## Required task
Please copy the following lines word for word.
[START OF Given records]
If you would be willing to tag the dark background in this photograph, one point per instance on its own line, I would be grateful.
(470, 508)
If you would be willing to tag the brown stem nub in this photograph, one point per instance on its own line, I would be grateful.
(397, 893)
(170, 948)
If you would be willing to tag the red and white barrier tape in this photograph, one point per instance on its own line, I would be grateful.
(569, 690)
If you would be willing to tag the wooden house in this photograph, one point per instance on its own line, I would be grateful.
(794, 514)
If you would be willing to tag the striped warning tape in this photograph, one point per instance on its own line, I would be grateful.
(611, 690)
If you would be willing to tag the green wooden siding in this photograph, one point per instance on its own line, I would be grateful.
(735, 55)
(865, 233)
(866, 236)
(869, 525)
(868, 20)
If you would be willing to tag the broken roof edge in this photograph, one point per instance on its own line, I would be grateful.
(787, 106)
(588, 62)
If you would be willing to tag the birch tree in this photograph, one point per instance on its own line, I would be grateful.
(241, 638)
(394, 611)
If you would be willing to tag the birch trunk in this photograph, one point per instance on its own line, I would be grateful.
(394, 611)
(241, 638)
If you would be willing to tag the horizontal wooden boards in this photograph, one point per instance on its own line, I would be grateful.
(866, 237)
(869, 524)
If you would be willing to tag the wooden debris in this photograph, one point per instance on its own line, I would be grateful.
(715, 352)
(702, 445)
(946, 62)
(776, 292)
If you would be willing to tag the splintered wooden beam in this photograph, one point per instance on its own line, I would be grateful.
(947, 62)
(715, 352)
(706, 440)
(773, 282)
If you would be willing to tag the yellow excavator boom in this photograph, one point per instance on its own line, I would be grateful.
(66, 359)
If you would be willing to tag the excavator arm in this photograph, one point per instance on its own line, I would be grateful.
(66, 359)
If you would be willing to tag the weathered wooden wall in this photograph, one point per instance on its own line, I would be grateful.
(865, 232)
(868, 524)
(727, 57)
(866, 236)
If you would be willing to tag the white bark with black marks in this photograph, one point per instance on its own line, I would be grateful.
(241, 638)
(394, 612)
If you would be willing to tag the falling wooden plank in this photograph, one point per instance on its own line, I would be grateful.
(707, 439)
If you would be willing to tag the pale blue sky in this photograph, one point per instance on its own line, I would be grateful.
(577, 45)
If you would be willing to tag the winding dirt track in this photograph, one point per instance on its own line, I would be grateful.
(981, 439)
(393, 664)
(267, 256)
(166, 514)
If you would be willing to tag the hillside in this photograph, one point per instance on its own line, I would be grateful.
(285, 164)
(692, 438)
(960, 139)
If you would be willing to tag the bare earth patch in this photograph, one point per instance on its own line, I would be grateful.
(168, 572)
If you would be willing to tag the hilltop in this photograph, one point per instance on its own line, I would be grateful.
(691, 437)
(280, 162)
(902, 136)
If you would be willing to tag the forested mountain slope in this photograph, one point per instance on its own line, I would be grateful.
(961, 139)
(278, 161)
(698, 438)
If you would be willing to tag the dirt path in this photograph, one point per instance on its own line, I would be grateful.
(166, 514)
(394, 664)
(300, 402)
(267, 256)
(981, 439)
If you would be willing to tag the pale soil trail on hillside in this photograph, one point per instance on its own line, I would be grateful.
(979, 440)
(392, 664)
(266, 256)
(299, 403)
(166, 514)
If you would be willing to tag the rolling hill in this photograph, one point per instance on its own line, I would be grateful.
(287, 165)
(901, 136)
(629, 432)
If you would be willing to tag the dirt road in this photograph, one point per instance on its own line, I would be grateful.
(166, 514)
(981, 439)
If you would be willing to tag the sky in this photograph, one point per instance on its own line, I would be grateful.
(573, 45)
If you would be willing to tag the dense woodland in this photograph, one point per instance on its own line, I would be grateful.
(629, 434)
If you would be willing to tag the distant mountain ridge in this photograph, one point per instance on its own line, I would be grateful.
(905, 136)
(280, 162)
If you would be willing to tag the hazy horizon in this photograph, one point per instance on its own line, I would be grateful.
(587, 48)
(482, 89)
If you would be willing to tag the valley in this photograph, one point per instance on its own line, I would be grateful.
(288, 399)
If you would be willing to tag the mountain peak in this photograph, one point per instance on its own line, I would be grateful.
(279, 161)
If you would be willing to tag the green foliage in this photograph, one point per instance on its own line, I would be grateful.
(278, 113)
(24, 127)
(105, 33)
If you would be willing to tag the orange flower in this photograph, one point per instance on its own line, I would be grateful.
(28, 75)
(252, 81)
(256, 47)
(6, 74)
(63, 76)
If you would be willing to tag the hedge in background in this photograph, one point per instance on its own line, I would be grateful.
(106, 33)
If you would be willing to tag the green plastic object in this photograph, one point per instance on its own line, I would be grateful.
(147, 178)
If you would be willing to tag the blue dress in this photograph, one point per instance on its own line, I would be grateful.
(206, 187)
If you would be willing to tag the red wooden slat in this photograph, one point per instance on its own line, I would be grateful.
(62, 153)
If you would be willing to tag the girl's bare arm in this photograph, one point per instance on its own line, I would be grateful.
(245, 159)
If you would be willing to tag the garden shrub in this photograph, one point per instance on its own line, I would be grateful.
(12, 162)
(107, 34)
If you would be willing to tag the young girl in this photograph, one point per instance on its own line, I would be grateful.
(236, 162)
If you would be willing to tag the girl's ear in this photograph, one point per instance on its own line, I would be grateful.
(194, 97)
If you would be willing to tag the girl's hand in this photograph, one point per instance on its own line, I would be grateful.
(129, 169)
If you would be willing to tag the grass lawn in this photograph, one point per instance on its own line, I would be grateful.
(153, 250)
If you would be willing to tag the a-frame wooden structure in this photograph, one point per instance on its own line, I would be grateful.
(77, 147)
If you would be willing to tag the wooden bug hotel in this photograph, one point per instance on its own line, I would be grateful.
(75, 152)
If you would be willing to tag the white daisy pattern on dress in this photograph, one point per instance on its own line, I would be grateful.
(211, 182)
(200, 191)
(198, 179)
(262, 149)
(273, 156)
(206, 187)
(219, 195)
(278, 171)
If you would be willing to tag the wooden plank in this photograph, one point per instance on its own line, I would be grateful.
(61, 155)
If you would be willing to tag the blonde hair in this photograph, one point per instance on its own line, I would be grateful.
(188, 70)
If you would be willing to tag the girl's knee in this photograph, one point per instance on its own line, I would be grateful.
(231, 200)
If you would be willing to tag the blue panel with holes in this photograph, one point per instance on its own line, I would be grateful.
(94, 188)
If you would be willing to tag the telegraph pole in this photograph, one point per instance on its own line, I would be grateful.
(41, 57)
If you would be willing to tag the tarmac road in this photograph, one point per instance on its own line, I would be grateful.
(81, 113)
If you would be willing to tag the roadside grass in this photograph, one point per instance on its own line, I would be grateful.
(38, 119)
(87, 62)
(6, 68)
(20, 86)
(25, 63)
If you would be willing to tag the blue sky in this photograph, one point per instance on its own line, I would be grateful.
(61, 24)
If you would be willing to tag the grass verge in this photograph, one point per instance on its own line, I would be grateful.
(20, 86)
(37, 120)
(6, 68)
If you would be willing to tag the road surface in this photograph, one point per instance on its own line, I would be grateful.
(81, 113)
[END OF Given records]
## Expected output
If you would be willing to tag the dark background in this photograph, one point per instance on its own line, I would be grateful.
(470, 508)
If you would be willing to tag the brown stem nub in this photograph, one point per instance on its own line, I would be grateful.
(397, 893)
(170, 948)
If you would be willing to tag the red and white barrier tape in this photograph, one point per instance on its own line, I would be grateful.
(569, 690)
If you would be willing to tag the wooden house in this photograph, one point per instance on its own line, I would be grateful.
(794, 514)
If you would be willing to tag the striped warning tape in this photograph, one point per instance on its own line, I would be grateful.
(611, 690)
If you would be willing to tag the green wooden siding in this photograph, one point per instance on its own line, I would be grateful.
(735, 55)
(865, 233)
(866, 236)
(869, 525)
(868, 20)
If you would be willing to tag the broken roof edge in this photograph, one point per instance on its own line, I would be grateful.
(787, 106)
(588, 62)
If you would be willing to tag the birch tree in this photograph, one point per instance on its own line, I would be grateful.
(241, 638)
(394, 611)
If you would be willing to tag the birch trunk in this photograph, one point per instance on its own line, I would be grateful.
(394, 611)
(241, 638)
If you would be willing to tag the horizontal wooden boards in this photograph, one point per instance on its own line, I would be grateful.
(866, 237)
(869, 524)
If you would be willing to tag the wooden debris in this photograph, one point per instance on its own line, I would be grateful.
(715, 352)
(702, 445)
(946, 62)
(776, 292)
If you would be willing to tag the splintered wooden beam in this photograph, one point per instance on its own line, I would be grateful.
(947, 62)
(715, 352)
(706, 440)
(773, 282)
If you would be willing to tag the yellow excavator boom in this photograph, one point per instance on its own line, I would be grateful.
(66, 359)
If you would be willing to tag the excavator arm in this photograph, one point per instance on its own line, I would be grateful.
(66, 359)
If you would be willing to tag the weathered wooden wall in this photograph, one point per instance on its own line, I would be grateful.
(865, 232)
(868, 524)
(727, 57)
(866, 236)
If you would be willing to tag the white bark with black marks in this photograph, one point per instance on its own line, I would be grateful.
(241, 638)
(394, 612)
If you would be willing to tag the falling wooden plank in this photograph, one point per instance on its own line, I would be grateful.
(707, 439)
If you would be willing to tag the pale blue sky in this photograph, one point per instance on its own line, I would be grateful.
(577, 45)
If you would be willing to tag the winding dirt track in this photograph, one point per instance on its own line, I would be grateful.
(981, 439)
(393, 664)
(267, 256)
(166, 514)
If you would be willing to tag the hillside in this photograph, one point per instance on its own line, I would be grateful.
(285, 164)
(692, 438)
(960, 139)
If you would be willing to tag the bare earth patch in this photograph, one point per instance on its own line, I would be grateful.
(168, 572)
If you would be willing to tag the hilltop in this photograph, one point per instance on its own line, I would be grateful.
(691, 437)
(280, 162)
(902, 136)
If you would be willing to tag the forested mountain slope in this photograph, one point per instance on its own line, I would be grateful.
(961, 139)
(278, 161)
(698, 438)
If you would be willing to tag the dirt path in this photograph, one point per instance on its own line, I would be grateful.
(166, 514)
(394, 664)
(300, 402)
(267, 256)
(981, 439)
If you would be willing to tag the pale soil trail on hillside in this photograph, one point per instance on its own line, I would be grateful.
(979, 440)
(392, 664)
(266, 256)
(299, 403)
(166, 514)
If you would be willing to tag the rolling hill in this photograph, one point per instance on its own line, I would be grateful.
(287, 165)
(901, 136)
(629, 432)
If you would be willing to tag the dirt road in this photograph, one point per instance on its own line, I would be grateful.
(166, 514)
(981, 439)
If you would be willing to tag the sky in this photograph, one point per instance on its own line, I would be grateful.
(573, 45)
If you would be willing to tag the dense woodland in this photograph, one point per instance on its own line, I would be grateful.
(629, 434)
If you would be willing to tag the distant mountain ridge in this photograph, one point per instance on its own line, I would be grateful.
(905, 136)
(280, 162)
If you would be willing to tag the hazy horizon in this photograph, one point per instance on its own line, I would be grateful.
(587, 48)
(482, 89)
If you would be willing to tag the valley in this photograph, one point per instance on its own line, I would be grateful.
(288, 399)
If you would be willing to tag the mountain peak in this photograph, one point per instance on its own line, I would be grateful.
(279, 161)
If you would be willing to tag the green foliage in this photograph, one point per instance on its own line, I would be grateful.
(278, 113)
(24, 127)
(105, 33)
If you would be willing to tag the orange flower in this photograph, one point per instance on its own line, I would be grateful.
(28, 75)
(252, 81)
(256, 47)
(6, 74)
(63, 76)
If you would be willing to tag the hedge in background in this photograph, one point per instance on its own line, I would be grateful.
(106, 33)
If you would be willing to tag the green plastic object in this photograph, one point per instance on its own line, I would be grateful.
(147, 178)
If you would be willing to tag the blue dress in this photograph, one point per instance on its own line, I would be grateful.
(206, 187)
If you would be willing to tag the red wooden slat in this photograph, one point per instance on its own line, I would be grateful.
(62, 153)
If you would be willing to tag the girl's bare arm in this photograph, one point per instance on its own line, I would be grateful.
(245, 159)
If you would be willing to tag the garden shrub in this photograph, one point per instance on its own line, I would be grateful.
(12, 162)
(107, 34)
If you would be willing to tag the young girl in this photograph, one point per instance on its own line, I would be grateful.
(236, 162)
If you would be willing to tag the girl's ear in this photograph, one point per instance on its own line, I would be grateful.
(194, 97)
If you would be willing to tag the girl's hand in this photograph, one point per instance on its own line, I would be grateful.
(129, 169)
If you would be willing to tag the grass lawn in this photograph, one point per instance on its own line, I would be grateful.
(153, 250)
If you would be willing to tag the a-frame wooden structure in this photograph, one point per instance on its own line, I would be grateful.
(77, 147)
If you would be willing to tag the wooden bug hotel in this photograph, one point per instance on its own line, I would be grateful.
(75, 152)
If you would be willing to tag the white daisy pattern on dress in this photograph, one point per instance on its own line, I would be grateful.
(211, 182)
(200, 191)
(198, 179)
(262, 149)
(273, 156)
(206, 187)
(219, 195)
(278, 171)
If you would be willing to tag the wooden plank in this photograph, one point per instance on its own line, I would be grateful.
(61, 155)
If you would be willing to tag the blonde hair in this photograph, one point per instance on its own line, I would be grateful.
(188, 70)
If you would be willing to tag the girl's knee in this photograph, one point per instance on its own line, I would be grateful.
(231, 200)
If you would be willing to tag the blue panel with holes in this photograph, one point per instance on its own line, I would be grateful.
(94, 188)
If you would be willing to tag the telegraph pole in this photograph, one point per instance on its own line, I would be grateful.
(41, 57)
If you would be willing to tag the tarmac road in this photograph, one point per instance on its own line, I would be grateful.
(81, 113)
If you would be willing to tag the roadside grass in this photograph, one point per instance on its own line, I would be grateful.
(38, 119)
(87, 62)
(6, 68)
(20, 86)
(25, 63)
If you would be willing to tag the blue sky in this photograph, one point per instance on its own line, I would be grateful.
(61, 24)
If you would be willing to tag the grass verge in this photograph, one point per instance on its own line, I would be grateful.
(20, 86)
(37, 120)
(6, 68)
If you would be willing to tag the road surface in this photograph, one point per instance on its own line, I would be grateful.
(81, 113)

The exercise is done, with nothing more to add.